BEGIN Records provided

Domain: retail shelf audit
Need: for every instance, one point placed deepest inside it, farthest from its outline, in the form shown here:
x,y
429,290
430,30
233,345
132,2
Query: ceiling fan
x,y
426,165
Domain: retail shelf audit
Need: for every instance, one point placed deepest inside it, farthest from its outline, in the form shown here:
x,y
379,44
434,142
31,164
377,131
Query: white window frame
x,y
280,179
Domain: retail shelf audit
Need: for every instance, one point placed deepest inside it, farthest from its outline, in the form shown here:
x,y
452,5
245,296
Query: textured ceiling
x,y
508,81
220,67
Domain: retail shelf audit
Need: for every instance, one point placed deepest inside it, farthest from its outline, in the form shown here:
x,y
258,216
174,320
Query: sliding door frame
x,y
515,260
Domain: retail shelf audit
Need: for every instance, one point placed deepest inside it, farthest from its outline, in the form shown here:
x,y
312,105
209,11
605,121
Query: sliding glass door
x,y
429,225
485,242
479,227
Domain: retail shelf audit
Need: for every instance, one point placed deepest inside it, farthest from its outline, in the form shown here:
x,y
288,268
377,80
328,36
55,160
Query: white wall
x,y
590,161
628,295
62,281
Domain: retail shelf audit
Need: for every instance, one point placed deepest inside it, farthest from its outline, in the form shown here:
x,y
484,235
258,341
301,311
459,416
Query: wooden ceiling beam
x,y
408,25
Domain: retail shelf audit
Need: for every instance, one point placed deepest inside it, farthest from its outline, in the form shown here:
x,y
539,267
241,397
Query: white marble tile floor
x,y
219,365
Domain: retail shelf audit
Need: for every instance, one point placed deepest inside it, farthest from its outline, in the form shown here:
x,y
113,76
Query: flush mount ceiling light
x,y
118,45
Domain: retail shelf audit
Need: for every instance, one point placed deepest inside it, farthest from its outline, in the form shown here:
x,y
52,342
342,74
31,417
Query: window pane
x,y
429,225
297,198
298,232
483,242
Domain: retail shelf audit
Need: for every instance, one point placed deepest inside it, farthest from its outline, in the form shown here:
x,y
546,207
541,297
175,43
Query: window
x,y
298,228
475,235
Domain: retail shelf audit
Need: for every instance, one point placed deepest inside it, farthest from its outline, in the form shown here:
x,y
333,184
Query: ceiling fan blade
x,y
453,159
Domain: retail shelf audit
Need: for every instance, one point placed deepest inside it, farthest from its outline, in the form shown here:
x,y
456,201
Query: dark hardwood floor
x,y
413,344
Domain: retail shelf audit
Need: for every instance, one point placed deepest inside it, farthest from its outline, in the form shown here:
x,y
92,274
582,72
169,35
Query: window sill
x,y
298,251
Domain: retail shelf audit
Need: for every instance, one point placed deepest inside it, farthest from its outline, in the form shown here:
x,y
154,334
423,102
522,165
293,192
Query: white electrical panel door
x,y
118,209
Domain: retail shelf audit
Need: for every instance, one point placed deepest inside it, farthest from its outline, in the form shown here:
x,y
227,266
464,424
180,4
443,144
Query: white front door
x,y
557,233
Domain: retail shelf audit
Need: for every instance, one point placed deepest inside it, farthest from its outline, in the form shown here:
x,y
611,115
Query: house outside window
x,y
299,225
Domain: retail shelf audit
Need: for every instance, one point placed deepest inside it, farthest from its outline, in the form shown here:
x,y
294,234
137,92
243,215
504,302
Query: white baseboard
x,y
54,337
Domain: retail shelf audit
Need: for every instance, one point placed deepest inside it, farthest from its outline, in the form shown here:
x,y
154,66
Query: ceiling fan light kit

END Records provided

Return every record above exactly as it appears.

* Solution for this problem
Domain: retail shelf audit
Need: for every instance, one point placed deepest inside it, farthest from its outline, in the form shown here:
x,y
429,290
430,30
233,345
132,2
Query: ceiling fan
x,y
426,165
Domain: retail shelf audit
Need: for every instance, one point placed deepest inside it, farthest from its outline, in the form shown here:
x,y
379,44
434,142
31,164
377,131
Query: white window frame
x,y
280,179
Domain: retail shelf audit
Need: for every instance, one point placed deepest inside it, farthest from its outline, in the form shown here:
x,y
452,5
245,296
Query: textured ceiling
x,y
508,81
220,67
Domain: retail shelf audit
Need: for every instance, one point placed deepest inside it, farthest from its outline, in the form shown here:
x,y
258,216
174,320
Query: sliding door frame
x,y
515,260
Domain: retail shelf audit
Need: for every instance, one point placed deepest inside it, farthest from its outline, in the form shown here:
x,y
312,105
209,11
605,121
Query: sliding glass door
x,y
429,225
485,242
479,227
Domain: retail shelf audit
Need: for every instance, one point placed deepest inside it, farthest from its outline, in the form shown here:
x,y
288,268
377,80
328,36
55,160
Query: white wall
x,y
590,161
628,295
62,281
Domain: retail shelf audit
Need: for every instance, one point placed deepest inside it, farthest from its outline, in the form shown here:
x,y
484,235
258,341
301,311
459,416
Query: wooden ceiling beam
x,y
408,25
Domain: retail shelf audit
Need: for every instance, one point placed deepest inside it, farthest from its outline, in the form shown here:
x,y
539,267
241,397
Query: white marble tile floor
x,y
219,365
Domain: retail shelf audit
Need: for every instance, one point placed deepest inside it, farthest from its outline, in the form shown here:
x,y
113,76
Query: flush mount ceiling light
x,y
118,45
Domain: retail shelf audit
Need: for every instance, one point placed deepest inside it, farthest from its outline, in the form shown here:
x,y
52,342
342,74
31,417
Query: window pane
x,y
429,225
297,198
298,232
483,242
Domain: retail shelf audit
Need: for every instance, one point placed deepest inside it, farthest from its outline, in the form shown here:
x,y
546,207
541,297
175,43
Query: window
x,y
298,228
475,235
Domain: retail shelf audit
Need: for every instance, one point placed deepest inside it, farthest from its outline, in the form shown here:
x,y
333,184
Query: ceiling fan blade
x,y
453,159
Domain: retail shelf audit
Need: for every instance, one point placed deepest inside it, farthest from its outline, in the form shown here:
x,y
456,201
Query: dark hardwood floor
x,y
413,344
Domain: retail shelf audit
Need: for every instance, one point placed deepest inside it, farthest from its outline, in the form shown here:
x,y
92,274
582,72
169,35
Query: window sill
x,y
298,251
Domain: retail shelf audit
Need: for every instance, one point placed deepest inside it, farthest from its outline, in the form shown here:
x,y
154,334
423,102
522,165
293,192
Query: white electrical panel door
x,y
118,209
Domain: retail shelf audit
Need: for every instance, one point placed deepest inside it, farthest from its outline, in the form shown here:
x,y
227,266
464,424
180,4
443,144
Query: white front door
x,y
557,233
Domain: retail shelf audit
Need: for every instance, one point placed deepest inside it, farthest from its outline, in the form shown here:
x,y
611,115
Query: house outside window
x,y
299,225
Domain: retail shelf audit
Need: for every instance, one point placed deepest inside it, farthest from its outline, in the form shown here:
x,y
294,234
137,92
243,215
504,302
Query: white baseboard
x,y
54,337
Domain: retail shelf audit
Need: for every instance, one point placed deepest inside it, farthest from its outline, in the form shown here:
x,y
154,66
Query: ceiling fan light kit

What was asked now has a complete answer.